● **WHAT THE EXERCISE ASKS**: Reproduce the material below word for word, but leave out the pictures.

● **RECORDS PROVIDED**:
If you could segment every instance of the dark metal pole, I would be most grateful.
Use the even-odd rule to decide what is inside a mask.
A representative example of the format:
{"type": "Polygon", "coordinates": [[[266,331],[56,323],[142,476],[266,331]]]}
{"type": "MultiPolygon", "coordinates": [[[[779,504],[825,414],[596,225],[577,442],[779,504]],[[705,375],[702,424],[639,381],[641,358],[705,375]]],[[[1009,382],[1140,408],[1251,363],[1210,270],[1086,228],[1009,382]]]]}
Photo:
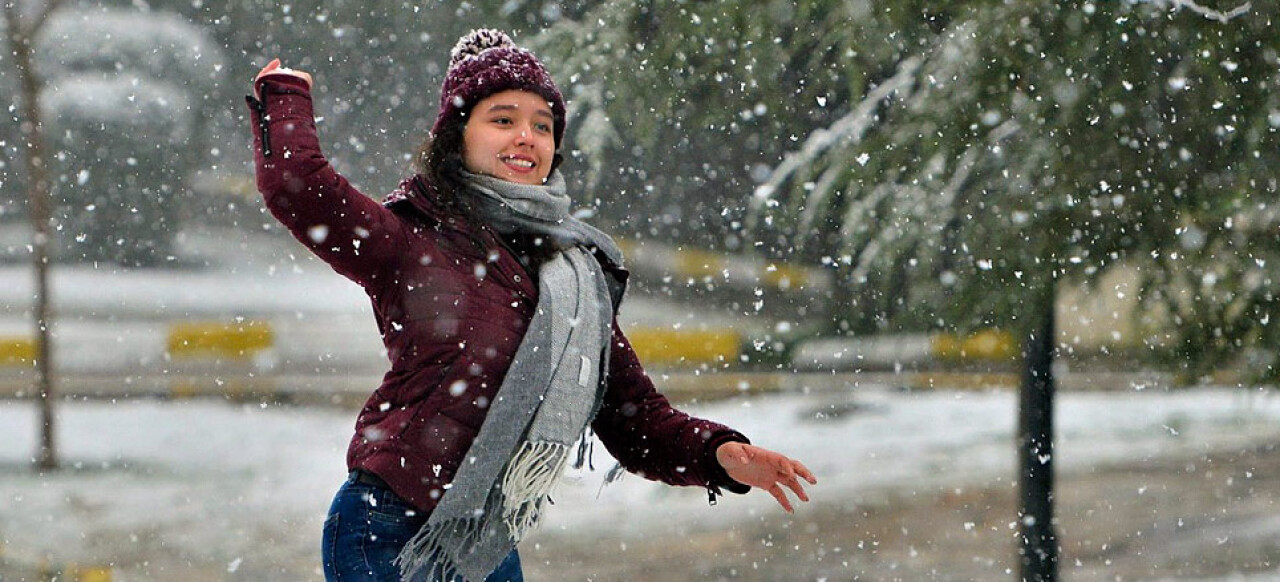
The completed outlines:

● **CORRECT RESULT**:
If you could segment every instance of the dark metal pole, I would be most grateful.
Use the even-odd rule to decide what is inside a mask.
A representative example of the format:
{"type": "Polygon", "coordinates": [[[266,331],[56,323],[142,476],[266,331]]]}
{"type": "MultiPolygon", "coordinates": [[[[779,504],[825,414],[596,225],[577,442],[779,504]],[[705,375],[702,424],[639,381],[641,358],[705,375]]],[[[1009,382],[1140,408],[1251,363],[1210,270],[1086,228],[1009,382]]]]}
Photo:
The completed outlines:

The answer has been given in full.